▶ [TASK DESCRIPTION]
Copy out exactly the line that contains "Query: blue sky" and all lines following it to the end of the data.

Referring expression pointing data:
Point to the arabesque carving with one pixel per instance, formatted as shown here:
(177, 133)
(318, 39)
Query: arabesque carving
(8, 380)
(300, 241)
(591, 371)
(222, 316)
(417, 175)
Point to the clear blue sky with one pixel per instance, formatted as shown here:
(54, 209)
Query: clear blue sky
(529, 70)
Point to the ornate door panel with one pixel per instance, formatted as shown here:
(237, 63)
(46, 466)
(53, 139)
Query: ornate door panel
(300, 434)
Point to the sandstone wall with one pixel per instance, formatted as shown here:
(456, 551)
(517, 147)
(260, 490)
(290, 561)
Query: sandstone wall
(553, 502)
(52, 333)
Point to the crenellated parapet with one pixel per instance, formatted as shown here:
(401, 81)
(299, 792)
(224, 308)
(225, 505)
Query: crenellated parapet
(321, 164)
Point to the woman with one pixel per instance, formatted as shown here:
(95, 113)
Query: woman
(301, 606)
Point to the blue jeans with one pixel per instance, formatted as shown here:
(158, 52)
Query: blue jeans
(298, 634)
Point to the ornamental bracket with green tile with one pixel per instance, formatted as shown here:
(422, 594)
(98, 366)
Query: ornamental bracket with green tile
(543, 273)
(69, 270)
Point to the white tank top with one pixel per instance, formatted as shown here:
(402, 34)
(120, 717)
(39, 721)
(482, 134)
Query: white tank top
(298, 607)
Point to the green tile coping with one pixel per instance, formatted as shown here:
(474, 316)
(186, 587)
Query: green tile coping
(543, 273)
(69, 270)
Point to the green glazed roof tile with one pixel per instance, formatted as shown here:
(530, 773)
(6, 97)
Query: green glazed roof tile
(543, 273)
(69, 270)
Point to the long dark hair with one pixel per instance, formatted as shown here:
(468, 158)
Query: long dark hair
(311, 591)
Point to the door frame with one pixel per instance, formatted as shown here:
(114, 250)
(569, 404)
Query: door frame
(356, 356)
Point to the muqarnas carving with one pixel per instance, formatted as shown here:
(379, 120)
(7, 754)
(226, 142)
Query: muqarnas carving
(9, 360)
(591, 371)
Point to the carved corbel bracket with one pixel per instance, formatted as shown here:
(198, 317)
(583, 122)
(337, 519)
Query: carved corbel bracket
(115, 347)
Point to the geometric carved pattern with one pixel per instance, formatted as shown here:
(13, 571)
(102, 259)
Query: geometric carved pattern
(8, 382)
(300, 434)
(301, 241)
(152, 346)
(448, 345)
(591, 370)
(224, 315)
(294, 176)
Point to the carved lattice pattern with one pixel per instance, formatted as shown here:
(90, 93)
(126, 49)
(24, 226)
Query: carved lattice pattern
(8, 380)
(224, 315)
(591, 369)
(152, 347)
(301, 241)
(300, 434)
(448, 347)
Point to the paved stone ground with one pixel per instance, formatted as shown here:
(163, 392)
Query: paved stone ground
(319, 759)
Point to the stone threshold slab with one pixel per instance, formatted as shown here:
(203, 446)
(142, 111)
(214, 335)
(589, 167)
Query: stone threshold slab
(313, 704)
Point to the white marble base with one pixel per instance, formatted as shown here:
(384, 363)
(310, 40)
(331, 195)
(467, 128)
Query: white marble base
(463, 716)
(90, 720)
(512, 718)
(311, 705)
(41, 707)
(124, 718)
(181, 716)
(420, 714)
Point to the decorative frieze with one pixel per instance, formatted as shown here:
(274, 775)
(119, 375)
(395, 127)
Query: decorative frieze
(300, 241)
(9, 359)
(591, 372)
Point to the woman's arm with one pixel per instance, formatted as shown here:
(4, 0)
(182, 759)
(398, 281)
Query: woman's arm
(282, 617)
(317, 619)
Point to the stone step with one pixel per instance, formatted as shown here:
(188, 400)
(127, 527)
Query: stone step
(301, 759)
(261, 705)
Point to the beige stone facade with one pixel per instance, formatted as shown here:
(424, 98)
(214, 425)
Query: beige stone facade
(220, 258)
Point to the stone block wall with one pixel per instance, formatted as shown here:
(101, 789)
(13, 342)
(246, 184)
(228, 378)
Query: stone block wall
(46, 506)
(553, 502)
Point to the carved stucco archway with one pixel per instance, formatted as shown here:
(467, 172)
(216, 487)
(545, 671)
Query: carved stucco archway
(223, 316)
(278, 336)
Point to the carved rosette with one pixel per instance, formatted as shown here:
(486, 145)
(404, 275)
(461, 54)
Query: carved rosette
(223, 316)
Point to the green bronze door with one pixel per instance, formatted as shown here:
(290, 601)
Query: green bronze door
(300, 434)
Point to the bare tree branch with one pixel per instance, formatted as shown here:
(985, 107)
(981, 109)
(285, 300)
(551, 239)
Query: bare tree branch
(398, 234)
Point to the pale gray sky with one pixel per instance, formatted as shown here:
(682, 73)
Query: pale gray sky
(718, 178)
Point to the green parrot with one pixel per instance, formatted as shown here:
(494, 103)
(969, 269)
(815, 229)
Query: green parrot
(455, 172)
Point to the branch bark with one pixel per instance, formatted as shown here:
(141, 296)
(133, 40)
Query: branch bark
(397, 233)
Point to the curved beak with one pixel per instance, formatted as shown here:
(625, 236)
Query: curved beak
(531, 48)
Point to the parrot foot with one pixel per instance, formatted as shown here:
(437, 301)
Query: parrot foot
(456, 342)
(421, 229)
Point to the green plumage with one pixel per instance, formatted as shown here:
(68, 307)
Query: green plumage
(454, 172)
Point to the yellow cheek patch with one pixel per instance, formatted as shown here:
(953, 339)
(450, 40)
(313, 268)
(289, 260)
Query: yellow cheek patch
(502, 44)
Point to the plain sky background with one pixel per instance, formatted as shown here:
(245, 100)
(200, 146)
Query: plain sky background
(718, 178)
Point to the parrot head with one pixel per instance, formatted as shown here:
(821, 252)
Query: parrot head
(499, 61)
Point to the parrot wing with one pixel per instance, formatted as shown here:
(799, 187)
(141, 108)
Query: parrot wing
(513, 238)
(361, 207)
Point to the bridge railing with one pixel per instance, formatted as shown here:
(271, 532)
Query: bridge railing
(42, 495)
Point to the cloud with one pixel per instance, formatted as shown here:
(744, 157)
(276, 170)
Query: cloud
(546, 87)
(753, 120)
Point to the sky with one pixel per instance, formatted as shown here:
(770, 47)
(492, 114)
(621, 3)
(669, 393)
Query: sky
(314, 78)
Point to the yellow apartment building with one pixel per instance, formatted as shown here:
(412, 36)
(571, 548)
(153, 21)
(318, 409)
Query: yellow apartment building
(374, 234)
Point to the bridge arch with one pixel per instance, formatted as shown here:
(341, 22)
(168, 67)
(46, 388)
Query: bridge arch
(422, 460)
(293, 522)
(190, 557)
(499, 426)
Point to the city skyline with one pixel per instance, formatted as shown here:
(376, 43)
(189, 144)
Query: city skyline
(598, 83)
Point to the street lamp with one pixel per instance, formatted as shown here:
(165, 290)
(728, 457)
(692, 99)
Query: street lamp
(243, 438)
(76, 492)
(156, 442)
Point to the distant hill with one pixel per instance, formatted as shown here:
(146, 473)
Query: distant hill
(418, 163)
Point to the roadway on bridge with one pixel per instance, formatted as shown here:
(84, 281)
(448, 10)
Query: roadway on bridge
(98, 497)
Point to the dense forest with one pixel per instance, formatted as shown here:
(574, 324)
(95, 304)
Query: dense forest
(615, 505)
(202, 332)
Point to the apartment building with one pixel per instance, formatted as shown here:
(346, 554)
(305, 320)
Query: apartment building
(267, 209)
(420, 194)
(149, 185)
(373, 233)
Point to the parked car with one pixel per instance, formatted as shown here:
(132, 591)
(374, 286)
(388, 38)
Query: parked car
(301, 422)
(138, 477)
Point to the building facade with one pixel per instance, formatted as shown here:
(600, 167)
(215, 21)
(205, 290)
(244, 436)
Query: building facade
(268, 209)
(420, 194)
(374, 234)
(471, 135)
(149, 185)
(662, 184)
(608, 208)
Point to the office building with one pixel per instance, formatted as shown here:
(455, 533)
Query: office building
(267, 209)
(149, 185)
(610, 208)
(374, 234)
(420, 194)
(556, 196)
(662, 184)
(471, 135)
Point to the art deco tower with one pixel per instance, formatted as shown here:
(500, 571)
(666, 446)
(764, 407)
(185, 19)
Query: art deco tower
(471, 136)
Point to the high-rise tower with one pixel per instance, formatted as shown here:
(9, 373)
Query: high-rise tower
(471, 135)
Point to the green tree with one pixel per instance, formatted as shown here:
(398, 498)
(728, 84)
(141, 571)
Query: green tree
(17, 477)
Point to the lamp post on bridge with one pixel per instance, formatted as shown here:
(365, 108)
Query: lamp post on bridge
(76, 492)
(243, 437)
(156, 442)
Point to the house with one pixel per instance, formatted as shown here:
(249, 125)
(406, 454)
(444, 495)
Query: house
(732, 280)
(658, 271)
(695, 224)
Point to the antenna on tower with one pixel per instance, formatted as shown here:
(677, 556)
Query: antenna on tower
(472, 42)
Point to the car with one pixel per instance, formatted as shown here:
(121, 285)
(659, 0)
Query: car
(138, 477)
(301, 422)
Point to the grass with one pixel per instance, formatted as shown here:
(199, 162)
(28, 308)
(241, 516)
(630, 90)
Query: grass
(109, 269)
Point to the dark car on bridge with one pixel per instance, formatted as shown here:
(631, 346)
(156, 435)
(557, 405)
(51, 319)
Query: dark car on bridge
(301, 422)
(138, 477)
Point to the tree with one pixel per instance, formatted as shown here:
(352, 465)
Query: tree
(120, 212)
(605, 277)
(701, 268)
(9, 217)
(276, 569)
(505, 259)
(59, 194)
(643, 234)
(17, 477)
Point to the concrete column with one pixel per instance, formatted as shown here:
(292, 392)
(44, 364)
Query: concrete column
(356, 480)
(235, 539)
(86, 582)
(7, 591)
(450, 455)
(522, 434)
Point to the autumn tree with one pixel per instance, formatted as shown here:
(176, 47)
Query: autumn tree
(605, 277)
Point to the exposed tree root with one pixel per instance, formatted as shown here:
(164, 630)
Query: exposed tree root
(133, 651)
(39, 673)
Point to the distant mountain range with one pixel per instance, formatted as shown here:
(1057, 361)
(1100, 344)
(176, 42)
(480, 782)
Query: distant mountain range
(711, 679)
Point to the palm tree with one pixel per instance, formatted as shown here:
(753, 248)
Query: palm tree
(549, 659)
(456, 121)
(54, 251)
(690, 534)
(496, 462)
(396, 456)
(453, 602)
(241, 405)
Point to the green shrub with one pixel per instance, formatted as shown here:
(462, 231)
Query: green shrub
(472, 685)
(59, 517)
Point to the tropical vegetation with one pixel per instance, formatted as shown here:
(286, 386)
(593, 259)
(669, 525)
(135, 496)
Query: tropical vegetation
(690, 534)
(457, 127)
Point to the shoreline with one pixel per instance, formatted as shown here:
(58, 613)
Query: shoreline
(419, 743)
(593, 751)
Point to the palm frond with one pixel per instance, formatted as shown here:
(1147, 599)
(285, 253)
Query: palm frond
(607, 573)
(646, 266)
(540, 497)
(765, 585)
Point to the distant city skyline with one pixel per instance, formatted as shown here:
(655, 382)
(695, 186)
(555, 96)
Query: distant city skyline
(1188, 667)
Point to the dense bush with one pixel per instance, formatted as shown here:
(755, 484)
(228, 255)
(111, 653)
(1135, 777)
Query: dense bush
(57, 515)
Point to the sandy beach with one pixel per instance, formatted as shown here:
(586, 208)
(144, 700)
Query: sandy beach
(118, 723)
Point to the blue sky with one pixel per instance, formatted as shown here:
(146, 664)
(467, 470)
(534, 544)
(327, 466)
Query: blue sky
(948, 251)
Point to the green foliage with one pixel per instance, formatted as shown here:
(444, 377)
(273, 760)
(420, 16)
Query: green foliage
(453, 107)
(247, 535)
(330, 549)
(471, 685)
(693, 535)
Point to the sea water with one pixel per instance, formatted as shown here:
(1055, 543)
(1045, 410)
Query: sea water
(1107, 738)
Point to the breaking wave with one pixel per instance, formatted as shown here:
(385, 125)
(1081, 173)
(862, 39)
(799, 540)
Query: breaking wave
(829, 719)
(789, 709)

▶ [EXERCISE ANSWER]
Query: blue sky
(948, 251)
Point to the green foliage with one pixel per instance, formatted as shown here:
(444, 377)
(273, 760)
(420, 16)
Query: green foliage
(453, 107)
(247, 535)
(330, 549)
(471, 685)
(693, 535)
Point to the sea water with one pixel per instance, formatted as shown here:
(1055, 543)
(1045, 410)
Query: sea water
(1107, 738)
Point to the breaking wave with one pixel per instance, formatted as shown here:
(385, 125)
(1081, 173)
(862, 39)
(799, 540)
Query: breaking wave
(829, 719)
(789, 709)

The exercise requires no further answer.